節選內容:
--
1. Canal
a. 如果沒有Mysql: 詳細的安裝過程可參考我的另一篇博客[Centos7環境下離線安裝mysql 5.7 / mysql 8.0]
b. 開啓Mysql的binlog。修改/etc/my.cnf,在[mysqld]下添加如下配置,改完之後重啓 Mysql/etc/init.d/mysql restart
[mysqld]
#添加這一行就ok
log-bin=mysql-bin
#選擇row模式
binlog-format=ROW
#配置mysql replaction需要定義,不能和canal的slaveId重複
server_id=1
mysql> CREATE USER canal IDENTIFIED BY 'canal';
mysql> GRANT SELECT, REPLICATION SLAVE, REPLICATION CLIENT ON *.* TO 'canal'@'%';
mysql> GRANT ALL PRIVILEGES ON *.* TO 'canal'@'%' ;
mysql> FLUSH PRIVILEGES;
kafka-topics.sh --create --zookeeper cdh3:2181,cdh4:2181,cdh5:2181 --partitions 2 --replication-factor 1 --topic example
下載Canal
## mysql serverId , v1.0.26+ will autoGen , 不要和server_id重複
canal.instance.mysql.slaveId=3
# position info。Mysql的url
canal.instance.master.address=node1:3306
# table meta tsdb info
canal.instance.tsdb.enable=false
# 這裏配置前面在Mysql分配的用戶名和密碼
canal.instance.dbUsername=canal
canal.instance.dbPassword=canal
canal.instance.connectionCharset=UTF-8
# 配置需要檢測的庫名,可以不配置,這裏只檢測canal_test庫
canal.instance.defaultDatabaseName=canal_test
# enable druid Decrypt database password
canal.instance.enableDruid=false
# 配置過濾的正則表達式,監測canal_test庫下的所有表
canal.instance.filter.regex=canal_test\\..*
# 配置MQ
## 配置上在Kafka創建的那個Topic名字
canal.mq.topic=example
## 配置分區編號爲1
canal.mq.partition=1
修改canal.properties配置文件
# 這個是如果開啓的是tcp模式,會佔用這個11111端口,canal客戶端通過這個端口獲取數據
canal.port = 11111
# 可以配置爲:tcp, kafka, RocketMQ,這裏配置爲kafka
canal.serverMode = kafka
# 這裏將這個註釋掉,否則啓動會有一個警告
#canal.instance.tsdb.spring.xml = classpath:spring/tsdb/h2-tsdb.xml
##################################################
######### MQ #############
##################################################
canal.mq.servers = node1:9092,node2:9092,node3:9092
canal.mq.retries = 0
canal.mq.batchSize = 16384
canal.mq.maxRequestSize = 1048576
canal.mq.lingerMs = 1
canal.mq.bufferMemory = 33554432
Canal的batch size, 默認50K, 由於kafka最大消息體限制請勿超過1M(900K以下)
--
題目說明:
請接續上方這篇 Canal 同步 MySQL 至 Kafka 的配置說明，從其最後一句之後寫下去。
--
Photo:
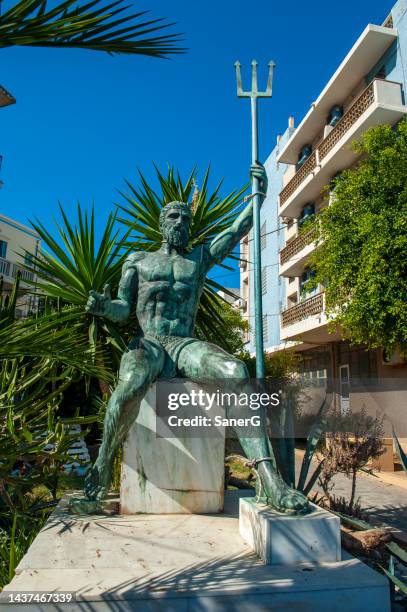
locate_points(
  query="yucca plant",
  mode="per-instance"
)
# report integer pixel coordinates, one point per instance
(73, 263)
(284, 444)
(39, 359)
(211, 215)
(92, 25)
--
書面回答:
canal.mq.canalBatchSize = 50
# Canal get數據的超時時間, 單位: 毫秒, 空爲不限超時
canal.mq.canalGetTimeout = 100
# 是否爲flat json格式對象
canal.mq.flatMessage = true
canal.mq.compressionType = none
canal.mq.acks = all
# kafka消息投遞是否使用事務
#canal.mq.transaction = false
啓動Canal $CANAL_HOME/bin/startup.sh
驗證 查看日誌:啓動後會在logs下生成兩個日誌文件:logs/canal/canal.log、logs/example/example.log,查看這兩個日誌,保證沒有報錯日誌。如果是在虛擬機安裝,最好給2個核數以上。確保登陸的系統的hostname可以ping通。
關閉Canal
不用的時候一定要通過這個命令關閉,如果是用kill或者關機,當再次啓動依然會提示要先執行stop.sh腳本後才能再啓動。$CANAL_HOME/bin/stop.sh
<dependency>
<groupId>com.alibaba.otter</groupId>
<artifactId>canal.client</artifactId>
<version>1.1.2</version>
</dependency>
/**
* Canal客戶端。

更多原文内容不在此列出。